The Newport Art Museum, founded in 1912 as the Art Association of Newport, is located at 76 Bellevue Avenue in Newport, Rhode Island. The museum operates a gallery in the John N. A. Griswold House, a National Historic Landmark that is one of the first American Stick Style buildings. It was designed by the noted American architect, Richard Morris Hunt in 1864 and one was one of his first commissions in Newport. The museum purchased the house in 1915.

The museum's second gallery space was built in 1919 and was designed by Delano & Aldrich. Dedicated to the memory of the artist Howard Gardiner Cushing, the museum added the Sarah Rives lobby and Morris Gallery to the building in 1990.

The museum's school is the Coleman Center for Creative Studies at 26 Liberty Street.

== History ==
The Museum has its origin in the Art Association of Newport, which later became the Newport Art Association. It is one of the oldest continuously operating art associations in the United States. The association started during the art colony and Impressionist movements and was connected to the New York art scene. In 1916 the Association acquired the Griswold House to use as a gallery.

Dataset items
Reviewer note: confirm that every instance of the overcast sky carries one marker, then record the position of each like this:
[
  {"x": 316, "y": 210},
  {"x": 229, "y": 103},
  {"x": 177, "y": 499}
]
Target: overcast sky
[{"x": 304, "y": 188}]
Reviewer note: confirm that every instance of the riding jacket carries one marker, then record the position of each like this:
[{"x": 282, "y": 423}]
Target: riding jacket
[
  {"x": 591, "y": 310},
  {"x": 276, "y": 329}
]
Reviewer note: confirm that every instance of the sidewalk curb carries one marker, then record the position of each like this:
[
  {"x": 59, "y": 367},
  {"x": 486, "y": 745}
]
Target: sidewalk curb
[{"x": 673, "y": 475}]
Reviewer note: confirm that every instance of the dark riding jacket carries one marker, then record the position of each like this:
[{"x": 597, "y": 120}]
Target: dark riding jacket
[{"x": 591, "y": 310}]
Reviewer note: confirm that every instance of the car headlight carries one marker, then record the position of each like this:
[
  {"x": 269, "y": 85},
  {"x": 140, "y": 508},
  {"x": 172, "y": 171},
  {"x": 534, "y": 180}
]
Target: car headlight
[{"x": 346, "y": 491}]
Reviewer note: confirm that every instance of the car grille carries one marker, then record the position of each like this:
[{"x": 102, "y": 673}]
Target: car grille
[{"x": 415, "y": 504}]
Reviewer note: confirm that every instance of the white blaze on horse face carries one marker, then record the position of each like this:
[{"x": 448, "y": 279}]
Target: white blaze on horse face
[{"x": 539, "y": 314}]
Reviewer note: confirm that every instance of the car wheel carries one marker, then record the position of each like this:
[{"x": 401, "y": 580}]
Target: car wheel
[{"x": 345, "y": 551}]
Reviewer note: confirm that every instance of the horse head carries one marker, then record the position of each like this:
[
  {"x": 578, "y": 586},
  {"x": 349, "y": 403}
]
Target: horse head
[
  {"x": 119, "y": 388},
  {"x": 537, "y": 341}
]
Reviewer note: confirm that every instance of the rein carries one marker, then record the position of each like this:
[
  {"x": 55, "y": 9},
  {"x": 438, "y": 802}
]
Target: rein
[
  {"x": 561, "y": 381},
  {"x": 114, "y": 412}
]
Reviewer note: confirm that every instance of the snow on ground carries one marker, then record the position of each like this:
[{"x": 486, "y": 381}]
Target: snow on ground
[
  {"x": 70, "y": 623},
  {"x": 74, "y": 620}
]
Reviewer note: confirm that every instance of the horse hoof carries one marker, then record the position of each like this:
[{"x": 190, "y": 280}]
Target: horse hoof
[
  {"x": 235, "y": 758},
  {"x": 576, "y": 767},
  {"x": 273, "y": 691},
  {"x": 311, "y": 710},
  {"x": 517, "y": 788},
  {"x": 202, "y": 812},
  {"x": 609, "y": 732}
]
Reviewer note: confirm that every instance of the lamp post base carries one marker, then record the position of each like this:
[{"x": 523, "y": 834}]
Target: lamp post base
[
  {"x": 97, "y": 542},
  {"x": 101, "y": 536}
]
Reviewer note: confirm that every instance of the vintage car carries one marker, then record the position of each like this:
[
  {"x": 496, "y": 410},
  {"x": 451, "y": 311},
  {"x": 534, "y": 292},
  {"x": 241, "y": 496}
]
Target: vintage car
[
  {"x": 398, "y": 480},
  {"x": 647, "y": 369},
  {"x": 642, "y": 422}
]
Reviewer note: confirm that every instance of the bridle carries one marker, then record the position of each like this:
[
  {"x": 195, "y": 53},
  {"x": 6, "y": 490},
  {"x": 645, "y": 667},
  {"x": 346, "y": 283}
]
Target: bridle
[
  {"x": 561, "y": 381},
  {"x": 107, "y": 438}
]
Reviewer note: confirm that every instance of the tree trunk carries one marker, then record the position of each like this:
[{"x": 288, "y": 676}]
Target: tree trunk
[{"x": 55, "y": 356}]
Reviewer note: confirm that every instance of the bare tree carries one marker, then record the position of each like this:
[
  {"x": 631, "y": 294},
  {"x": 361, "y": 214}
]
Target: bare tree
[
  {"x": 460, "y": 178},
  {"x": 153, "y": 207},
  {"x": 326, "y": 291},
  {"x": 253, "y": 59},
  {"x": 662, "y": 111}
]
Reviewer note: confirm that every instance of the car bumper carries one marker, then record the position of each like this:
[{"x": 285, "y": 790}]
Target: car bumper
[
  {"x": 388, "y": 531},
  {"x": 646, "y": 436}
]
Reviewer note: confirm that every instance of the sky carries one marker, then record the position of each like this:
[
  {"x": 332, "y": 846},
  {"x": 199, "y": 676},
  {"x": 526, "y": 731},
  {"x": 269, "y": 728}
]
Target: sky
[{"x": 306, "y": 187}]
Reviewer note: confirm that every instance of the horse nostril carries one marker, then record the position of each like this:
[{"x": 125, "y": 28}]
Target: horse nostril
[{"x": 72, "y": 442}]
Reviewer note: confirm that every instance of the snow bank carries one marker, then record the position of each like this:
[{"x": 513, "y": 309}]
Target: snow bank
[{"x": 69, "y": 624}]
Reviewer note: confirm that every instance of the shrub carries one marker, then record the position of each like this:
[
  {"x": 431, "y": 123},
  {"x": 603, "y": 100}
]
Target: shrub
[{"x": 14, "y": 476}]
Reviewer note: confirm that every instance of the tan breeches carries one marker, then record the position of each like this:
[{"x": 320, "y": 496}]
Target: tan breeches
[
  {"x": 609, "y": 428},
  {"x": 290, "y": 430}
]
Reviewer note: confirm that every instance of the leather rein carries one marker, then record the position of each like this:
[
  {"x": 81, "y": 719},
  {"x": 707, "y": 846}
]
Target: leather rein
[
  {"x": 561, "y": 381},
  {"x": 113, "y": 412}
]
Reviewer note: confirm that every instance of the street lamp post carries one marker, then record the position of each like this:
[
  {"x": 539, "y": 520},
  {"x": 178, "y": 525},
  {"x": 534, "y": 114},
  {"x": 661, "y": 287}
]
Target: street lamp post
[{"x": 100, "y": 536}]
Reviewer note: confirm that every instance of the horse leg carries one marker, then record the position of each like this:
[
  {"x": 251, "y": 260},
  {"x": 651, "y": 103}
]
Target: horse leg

> **Aim of the task**
Copy the Newport Art Museum text word for word, starting at the words "The Newport Art Museum, founded" and ending after "building in 1990.".

> **Answer to this problem**
The Newport Art Museum, founded in 1912 as the Art Association of Newport, is located at 76 Bellevue Avenue in Newport, Rhode Island. The museum operates a gallery in the John N. A. Griswold House, a National Historic Landmark that is one of the first American Stick Style buildings. It was designed by the noted American architect, Richard Morris Hunt in 1864 and one was one of his first commissions in Newport. The museum purchased the house in 1915.

The museum's second gallery space was built in 1919 and was designed by Delano & Aldrich. Dedicated to the memory of the artist Howard Gardiner Cushing, the museum added the Sarah Rives lobby and Morris Gallery to the building in 1990.